Saved entries
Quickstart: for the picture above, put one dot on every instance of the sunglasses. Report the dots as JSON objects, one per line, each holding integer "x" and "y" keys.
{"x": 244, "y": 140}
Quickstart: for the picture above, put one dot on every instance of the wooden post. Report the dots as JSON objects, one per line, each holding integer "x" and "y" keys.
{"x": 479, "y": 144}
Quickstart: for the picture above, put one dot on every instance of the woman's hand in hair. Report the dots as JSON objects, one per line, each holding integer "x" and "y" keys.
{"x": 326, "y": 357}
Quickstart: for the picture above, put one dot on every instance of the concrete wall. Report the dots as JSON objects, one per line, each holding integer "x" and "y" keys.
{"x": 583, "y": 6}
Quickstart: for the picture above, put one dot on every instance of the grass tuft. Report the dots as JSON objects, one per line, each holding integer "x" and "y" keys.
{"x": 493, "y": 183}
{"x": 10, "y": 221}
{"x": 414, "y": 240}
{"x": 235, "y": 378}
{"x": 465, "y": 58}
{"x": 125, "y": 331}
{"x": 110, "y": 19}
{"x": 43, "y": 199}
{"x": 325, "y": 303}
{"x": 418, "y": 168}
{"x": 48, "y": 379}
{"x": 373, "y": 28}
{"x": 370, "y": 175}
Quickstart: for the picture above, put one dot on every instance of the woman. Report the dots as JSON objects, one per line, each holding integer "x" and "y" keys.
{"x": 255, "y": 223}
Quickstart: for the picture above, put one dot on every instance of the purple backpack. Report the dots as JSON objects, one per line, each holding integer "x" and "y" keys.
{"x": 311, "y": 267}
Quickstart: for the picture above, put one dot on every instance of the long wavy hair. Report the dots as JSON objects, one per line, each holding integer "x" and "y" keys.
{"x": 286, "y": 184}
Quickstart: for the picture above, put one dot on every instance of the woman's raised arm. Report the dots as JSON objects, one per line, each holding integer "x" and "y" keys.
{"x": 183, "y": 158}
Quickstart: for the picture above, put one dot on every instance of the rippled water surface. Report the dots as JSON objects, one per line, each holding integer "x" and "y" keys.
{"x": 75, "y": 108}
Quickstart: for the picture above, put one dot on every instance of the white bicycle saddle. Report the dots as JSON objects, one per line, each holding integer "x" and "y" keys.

** TASK **
Could you write out all the entries exactly as given?

** ANSWER BELOW **
Quickstart: for the picture above, put one dot on every instance of the sunglasses. Report the dots as JSON objects, one per line, each holding integer "x" and "y" keys.
{"x": 244, "y": 140}
Quickstart: for the picture above, put one dot on every instance of the wooden post. Report the dots as JSON objects, one per line, each holding integer "x" and "y" keys.
{"x": 479, "y": 144}
Quickstart: for the picture above, put one dot on every instance of the woman's hand in hair. Report the dots as JSON objects, one per line, each holding integer "x" and "y" keys.
{"x": 326, "y": 357}
Quickstart: for the picture above, put one dot on every instance of the concrete wall. Report the dots as JSON objects, one per line, each holding integer "x" and "y" keys.
{"x": 583, "y": 6}
Quickstart: for the picture above, put one dot on every instance of the grass tuft. Report the dots as JSON objects, one per line, each holding integer "x" and "y" keys.
{"x": 493, "y": 183}
{"x": 10, "y": 221}
{"x": 414, "y": 240}
{"x": 235, "y": 378}
{"x": 465, "y": 58}
{"x": 125, "y": 331}
{"x": 110, "y": 19}
{"x": 43, "y": 199}
{"x": 325, "y": 303}
{"x": 418, "y": 168}
{"x": 48, "y": 379}
{"x": 373, "y": 28}
{"x": 370, "y": 175}
Quickstart: for the picture above, put one dot on every instance of the woman. Report the dots as JSON objects, one per line, each holding integer "x" and "y" keys.
{"x": 255, "y": 223}
Quickstart: for the picture above, put one dot on every instance of the purple backpack. Report the dots as JSON objects, one per line, each holding integer "x" and "y" keys.
{"x": 311, "y": 267}
Quickstart: for the picture above, put one dot on every instance of the long wavy hair. Report the dots as JSON objects, one per line, each holding integer "x" and "y" keys.
{"x": 286, "y": 184}
Quickstart: for the picture above, put one dot on every instance of the woman's raised arm. Report the dots as JSON objects, one per line, each holding integer "x" and "y" keys.
{"x": 183, "y": 158}
Quickstart: for the picture above, put one dot on every instance of the rippled water surface. Report the dots as JSON objects, one per line, each holding integer "x" and "y" keys.
{"x": 75, "y": 108}
Quickstart: for the picture above, put one dot on every instance of the white bicycle saddle. Report the dots as JSON objects, one per line, each holding integer "x" and "y" keys.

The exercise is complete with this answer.